> [SHORT PROBLEM] Repeat the lines of the listing below exactly, starting at the line that contains "Could you point out the cabinet" and running through the last line, both included, and only those.
____ AVAILABLE RECORDS
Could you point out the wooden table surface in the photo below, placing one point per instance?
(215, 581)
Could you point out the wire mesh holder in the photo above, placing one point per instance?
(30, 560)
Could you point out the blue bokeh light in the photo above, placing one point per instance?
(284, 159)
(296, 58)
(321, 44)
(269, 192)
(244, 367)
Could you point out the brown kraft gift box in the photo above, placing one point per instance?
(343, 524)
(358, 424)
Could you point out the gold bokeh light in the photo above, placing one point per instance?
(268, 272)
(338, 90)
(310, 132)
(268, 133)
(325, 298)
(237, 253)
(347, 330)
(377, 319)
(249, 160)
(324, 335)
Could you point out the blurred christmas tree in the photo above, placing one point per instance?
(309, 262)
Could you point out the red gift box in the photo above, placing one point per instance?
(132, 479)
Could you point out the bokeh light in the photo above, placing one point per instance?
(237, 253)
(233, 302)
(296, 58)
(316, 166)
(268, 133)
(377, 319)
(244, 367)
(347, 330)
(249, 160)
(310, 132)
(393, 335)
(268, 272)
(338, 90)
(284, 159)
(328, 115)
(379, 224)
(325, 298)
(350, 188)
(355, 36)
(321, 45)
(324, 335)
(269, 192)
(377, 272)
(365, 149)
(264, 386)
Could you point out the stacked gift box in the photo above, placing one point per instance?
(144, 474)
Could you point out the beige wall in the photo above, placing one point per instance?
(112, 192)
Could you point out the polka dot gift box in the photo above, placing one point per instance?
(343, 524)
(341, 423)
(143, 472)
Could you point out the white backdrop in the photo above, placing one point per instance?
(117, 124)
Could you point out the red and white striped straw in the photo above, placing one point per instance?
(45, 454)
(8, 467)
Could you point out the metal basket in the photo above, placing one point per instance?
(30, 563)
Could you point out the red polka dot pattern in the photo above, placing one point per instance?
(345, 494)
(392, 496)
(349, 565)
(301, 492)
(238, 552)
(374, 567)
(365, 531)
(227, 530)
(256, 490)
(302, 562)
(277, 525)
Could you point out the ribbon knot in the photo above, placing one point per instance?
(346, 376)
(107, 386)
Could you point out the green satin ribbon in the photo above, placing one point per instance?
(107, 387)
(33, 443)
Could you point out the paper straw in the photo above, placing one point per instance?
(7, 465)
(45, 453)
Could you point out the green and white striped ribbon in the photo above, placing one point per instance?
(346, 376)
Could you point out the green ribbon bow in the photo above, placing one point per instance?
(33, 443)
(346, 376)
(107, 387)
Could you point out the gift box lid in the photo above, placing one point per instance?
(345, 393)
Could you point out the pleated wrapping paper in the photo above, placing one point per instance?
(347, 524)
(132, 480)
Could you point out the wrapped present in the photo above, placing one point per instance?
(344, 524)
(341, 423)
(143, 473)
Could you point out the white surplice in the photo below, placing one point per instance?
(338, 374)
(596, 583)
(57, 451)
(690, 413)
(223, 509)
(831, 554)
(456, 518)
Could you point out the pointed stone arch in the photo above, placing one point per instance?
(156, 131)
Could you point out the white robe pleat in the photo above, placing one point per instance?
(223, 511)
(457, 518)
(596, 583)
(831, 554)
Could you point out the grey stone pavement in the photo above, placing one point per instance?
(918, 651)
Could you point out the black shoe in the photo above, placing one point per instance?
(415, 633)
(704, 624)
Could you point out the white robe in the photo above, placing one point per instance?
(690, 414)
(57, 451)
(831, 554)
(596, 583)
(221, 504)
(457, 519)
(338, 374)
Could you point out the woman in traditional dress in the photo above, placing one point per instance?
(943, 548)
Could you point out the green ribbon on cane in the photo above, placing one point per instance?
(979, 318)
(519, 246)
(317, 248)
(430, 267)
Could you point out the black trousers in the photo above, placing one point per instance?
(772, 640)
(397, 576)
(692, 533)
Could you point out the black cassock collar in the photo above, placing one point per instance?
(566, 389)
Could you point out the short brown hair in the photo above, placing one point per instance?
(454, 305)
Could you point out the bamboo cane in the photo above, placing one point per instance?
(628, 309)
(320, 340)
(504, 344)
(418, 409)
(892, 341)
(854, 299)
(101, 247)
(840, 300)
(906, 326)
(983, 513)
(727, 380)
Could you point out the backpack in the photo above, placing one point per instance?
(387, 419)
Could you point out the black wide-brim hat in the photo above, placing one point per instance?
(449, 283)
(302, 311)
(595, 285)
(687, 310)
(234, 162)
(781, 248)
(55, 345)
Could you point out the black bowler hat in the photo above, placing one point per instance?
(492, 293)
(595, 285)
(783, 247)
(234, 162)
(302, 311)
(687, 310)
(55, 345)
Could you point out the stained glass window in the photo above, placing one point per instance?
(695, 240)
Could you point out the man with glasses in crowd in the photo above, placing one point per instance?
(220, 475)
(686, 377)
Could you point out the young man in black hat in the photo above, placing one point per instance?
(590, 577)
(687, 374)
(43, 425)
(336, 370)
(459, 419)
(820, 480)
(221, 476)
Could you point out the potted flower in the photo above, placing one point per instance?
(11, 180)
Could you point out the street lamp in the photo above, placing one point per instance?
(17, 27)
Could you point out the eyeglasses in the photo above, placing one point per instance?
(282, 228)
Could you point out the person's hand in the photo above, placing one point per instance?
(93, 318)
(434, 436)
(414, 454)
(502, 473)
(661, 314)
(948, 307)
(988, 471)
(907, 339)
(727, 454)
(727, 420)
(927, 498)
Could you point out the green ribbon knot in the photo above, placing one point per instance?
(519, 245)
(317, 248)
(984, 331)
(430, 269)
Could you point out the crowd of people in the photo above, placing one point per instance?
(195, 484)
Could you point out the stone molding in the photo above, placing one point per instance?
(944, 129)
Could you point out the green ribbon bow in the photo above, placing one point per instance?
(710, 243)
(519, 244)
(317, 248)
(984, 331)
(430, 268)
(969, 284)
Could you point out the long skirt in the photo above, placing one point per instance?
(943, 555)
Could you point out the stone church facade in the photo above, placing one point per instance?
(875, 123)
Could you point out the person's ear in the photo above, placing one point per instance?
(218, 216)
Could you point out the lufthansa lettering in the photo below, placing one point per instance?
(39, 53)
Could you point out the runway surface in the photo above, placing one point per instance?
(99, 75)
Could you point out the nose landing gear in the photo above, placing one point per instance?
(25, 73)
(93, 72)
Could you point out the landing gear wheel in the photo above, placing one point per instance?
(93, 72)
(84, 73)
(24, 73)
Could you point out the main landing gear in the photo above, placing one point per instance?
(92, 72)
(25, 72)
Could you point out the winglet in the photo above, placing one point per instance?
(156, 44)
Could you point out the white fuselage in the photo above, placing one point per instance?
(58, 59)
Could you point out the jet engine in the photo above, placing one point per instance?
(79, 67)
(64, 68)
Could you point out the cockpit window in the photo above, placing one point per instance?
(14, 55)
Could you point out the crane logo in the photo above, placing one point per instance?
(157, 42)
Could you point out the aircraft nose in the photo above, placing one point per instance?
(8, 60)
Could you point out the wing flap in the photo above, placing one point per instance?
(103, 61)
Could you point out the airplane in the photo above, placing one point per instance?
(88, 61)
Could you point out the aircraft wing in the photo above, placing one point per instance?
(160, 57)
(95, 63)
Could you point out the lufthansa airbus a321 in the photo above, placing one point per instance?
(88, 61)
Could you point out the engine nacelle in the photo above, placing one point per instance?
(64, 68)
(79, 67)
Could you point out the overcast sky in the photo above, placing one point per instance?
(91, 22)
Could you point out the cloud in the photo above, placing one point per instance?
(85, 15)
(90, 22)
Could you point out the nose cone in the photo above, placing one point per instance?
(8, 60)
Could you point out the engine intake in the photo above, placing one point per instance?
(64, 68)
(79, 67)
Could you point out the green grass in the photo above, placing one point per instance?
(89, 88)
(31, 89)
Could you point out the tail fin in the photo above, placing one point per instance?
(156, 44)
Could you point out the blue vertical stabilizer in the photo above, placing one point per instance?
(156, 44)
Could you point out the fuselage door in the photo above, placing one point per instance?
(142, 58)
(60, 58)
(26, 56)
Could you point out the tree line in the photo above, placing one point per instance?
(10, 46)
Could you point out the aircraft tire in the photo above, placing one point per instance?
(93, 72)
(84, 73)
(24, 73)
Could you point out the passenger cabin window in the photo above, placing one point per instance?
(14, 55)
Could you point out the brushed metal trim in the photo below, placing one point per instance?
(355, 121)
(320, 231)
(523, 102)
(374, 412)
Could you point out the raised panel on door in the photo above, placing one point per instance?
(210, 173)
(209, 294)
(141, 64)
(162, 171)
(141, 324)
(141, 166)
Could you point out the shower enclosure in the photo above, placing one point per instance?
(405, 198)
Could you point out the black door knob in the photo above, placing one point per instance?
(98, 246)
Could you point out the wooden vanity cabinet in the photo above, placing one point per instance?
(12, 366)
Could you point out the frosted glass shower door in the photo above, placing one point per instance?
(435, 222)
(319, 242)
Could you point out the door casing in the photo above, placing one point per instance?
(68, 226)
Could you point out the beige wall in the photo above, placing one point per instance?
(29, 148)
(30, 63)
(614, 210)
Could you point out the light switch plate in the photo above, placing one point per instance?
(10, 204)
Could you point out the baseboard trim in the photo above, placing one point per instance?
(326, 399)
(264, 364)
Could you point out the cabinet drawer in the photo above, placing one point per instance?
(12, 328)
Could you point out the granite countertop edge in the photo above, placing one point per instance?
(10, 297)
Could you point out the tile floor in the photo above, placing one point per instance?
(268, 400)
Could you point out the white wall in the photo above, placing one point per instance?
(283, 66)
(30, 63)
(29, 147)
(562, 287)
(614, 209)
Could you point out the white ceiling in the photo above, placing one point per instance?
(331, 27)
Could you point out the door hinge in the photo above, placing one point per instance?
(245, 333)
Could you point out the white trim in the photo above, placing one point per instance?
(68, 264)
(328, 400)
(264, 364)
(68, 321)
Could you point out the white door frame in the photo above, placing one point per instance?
________
> [EXERCISE ANSWER]
Could you point out the cabinet drawer in the photo above, placing one point per instance?
(12, 328)
Could you point out the granite countertop edge in the photo above, placing one point per instance?
(10, 297)
Could you point out the tile floor in the photo above, placing one point per instance?
(268, 400)
Could you point out the white wall in the photo above, placing one point per instance?
(283, 66)
(30, 63)
(29, 147)
(562, 287)
(614, 209)
Could you point out the white ceiling in the photo above, placing one point per instance?
(331, 27)
Could you point out the door hinge in the photo above, placing one point per instance?
(245, 333)
Could you point out the white trim in the photo above, placing one point per instance?
(68, 264)
(328, 400)
(264, 364)
(68, 321)
Could you point out the white door frame in the photo above, placing one point per instance?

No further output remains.